* TEKSTFRAGMENT *
Als het patroon met meerdere kleuren wordt gebreid/gehaakt, moet elke kleur apart worden vervangen. Dit geldt ook als het patroon met verschillende draden van verschillende garens wordt gemaakt (bijvoorbeeld 1 draad Alpaca en 1 draad Kid-Silk) dan zult u voor elk individueel alternatieven moeten vinden.

Klik hier voor de garenvervanger

Omdat de verschillende garens verschillende kwaliteiten en verschillend texturen hebben, hebben we ervoor gekozen om het originele garen in het patroon te laten staan. Maar u kunt vrij makkelijk andere opties vinden tussen de beschikbare garenkwaliteiten door onze garenvervanger te gebruiken, of door een garen uit dezelfde garengroep uit te kiezen.

Het is mogelijk dat sommige verkooppunten nog bollen op voorraad hebben van garens die niet meer leverbaar zijn, of dat iemand thuis nog een paar bollen heeft liggen en hier een patroon bij zoekt.

Degarenvervanger laat alternatieve garens zien en de hoeveelheid die u nodig heeft in de nieuwe kwaliteit.

Als u het lastig vindt om te bepalen welke maat u moet maken, dan is het wellicht een goed idee om een bestaand kledingstuk dat goed zit, op te meten. Vervolgens kunt u de maat kiezen door de afmetingen te vergelijken met de afmetingen in de maattekening bij het patroon.

U kunt de maattekening onderaan het patroon vinden.

* VASTGELEGDE GEGEVENS *
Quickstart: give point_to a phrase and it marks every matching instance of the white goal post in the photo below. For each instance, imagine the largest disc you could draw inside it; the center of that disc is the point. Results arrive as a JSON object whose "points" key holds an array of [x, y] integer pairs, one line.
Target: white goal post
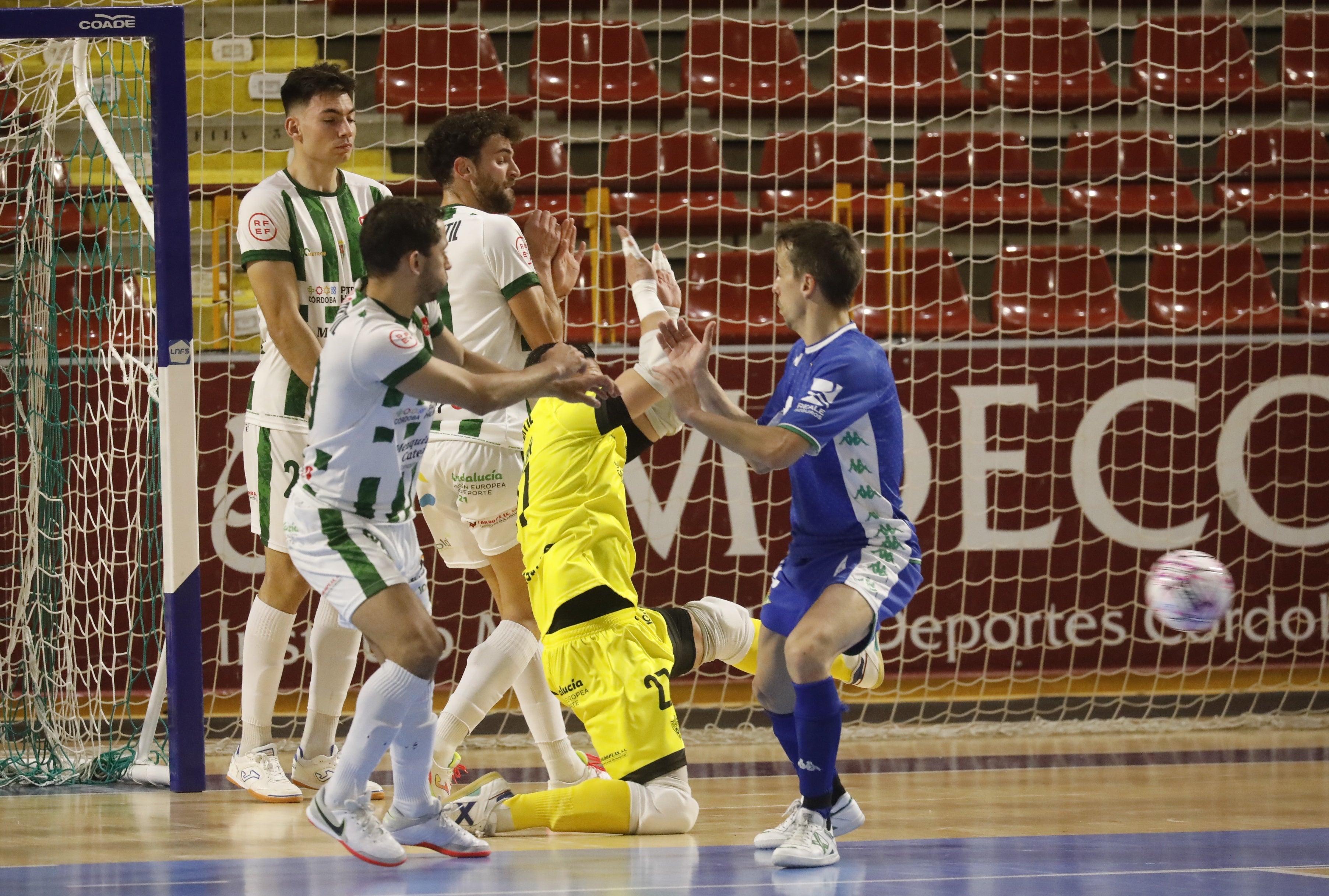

* SCHRIFTELIJKE OPDRACHT 1 *
Schrijf het deel van het tekstfragment dat begint bij "Als u het lastig" en eindigt bij "het patroon vinden." opnieuw uit, en hernoem daarin "maattekening" tot "maatschets".
* SCHRIFTELIJKE OPDRACHT 2 *
Beantwoord de volgende vragen over het tekstfragment.
(a) Waarom is het originele garen in het patroon blijven staan?
(b) Wat laat de garenvervanger zien?
(c) Waar in het patroon staat de maattekening?

* ANTWOORD OEFENING 1 *
Als u het lastig vindt om te bepalen welke maat u moet maken, dan is het wellicht een goed idee om een bestaand kledingstuk dat goed zit, op te meten. Vervolgens kunt u de maat kiezen door de afmetingen te vergelijken met de afmetingen in de maatschets bij het patroon.

U kunt de maatschets onderaan het patroon vinden.

* ANTWOORD OEFENING 2 *
(a) De verschillende garens hebben verschillende kwaliteiten en texturen.
(b) De garenvervanger toont alternatieve garens en de hoeveelheid die u in de nieuwe kwaliteit nodig heeft.
(c) De maattekening staat onderaan het patroon.